Rows of box annotation records:
======

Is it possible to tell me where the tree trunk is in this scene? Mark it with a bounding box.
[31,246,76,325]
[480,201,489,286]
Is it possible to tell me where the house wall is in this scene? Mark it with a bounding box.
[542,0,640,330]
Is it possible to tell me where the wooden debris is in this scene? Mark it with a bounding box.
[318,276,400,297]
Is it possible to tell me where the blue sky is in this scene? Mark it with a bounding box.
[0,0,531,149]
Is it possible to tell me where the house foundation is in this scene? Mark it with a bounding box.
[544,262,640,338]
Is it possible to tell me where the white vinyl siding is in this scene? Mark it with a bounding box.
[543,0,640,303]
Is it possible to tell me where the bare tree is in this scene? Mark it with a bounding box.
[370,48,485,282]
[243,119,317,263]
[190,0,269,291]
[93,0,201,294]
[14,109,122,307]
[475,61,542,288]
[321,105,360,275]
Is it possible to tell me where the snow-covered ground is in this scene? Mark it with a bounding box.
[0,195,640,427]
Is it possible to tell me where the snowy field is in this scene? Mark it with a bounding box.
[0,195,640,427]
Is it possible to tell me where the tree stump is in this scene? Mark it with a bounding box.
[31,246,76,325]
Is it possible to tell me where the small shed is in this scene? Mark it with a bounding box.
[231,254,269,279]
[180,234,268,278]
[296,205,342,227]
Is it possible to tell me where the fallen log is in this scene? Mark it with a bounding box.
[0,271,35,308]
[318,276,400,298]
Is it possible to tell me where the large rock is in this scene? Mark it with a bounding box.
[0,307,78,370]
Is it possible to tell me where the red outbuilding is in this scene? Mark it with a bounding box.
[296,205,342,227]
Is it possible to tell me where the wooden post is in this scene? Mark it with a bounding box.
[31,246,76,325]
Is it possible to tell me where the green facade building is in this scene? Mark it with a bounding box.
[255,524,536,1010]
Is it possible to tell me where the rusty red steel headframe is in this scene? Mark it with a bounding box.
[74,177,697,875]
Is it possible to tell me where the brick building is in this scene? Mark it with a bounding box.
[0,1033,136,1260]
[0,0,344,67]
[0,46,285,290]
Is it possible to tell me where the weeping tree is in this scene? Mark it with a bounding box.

======

Copy the lines from the one with "Is it possible to tell me where the red" up to and including the one with "[74,177,697,875]", replacing "wooden post" with "fence post" and leaving the rest unchanged. Give only those lines.

RESPONSE TO THIS TASK:
Is it possible to tell me where the red outbuilding is in this scene? Mark it with a bounding box.
[296,205,342,227]
Is it possible to tell me where the fence post is in this scene? Mark it with a bounding box.
[31,246,76,325]
Is it possible to tell me where the green facade building is in this scene? Mark it with a bounding box.
[255,524,536,1010]
Is it possible to tell me where the rusty red steel headframe is in this scene? Mark it with a bounding box.
[74,177,697,875]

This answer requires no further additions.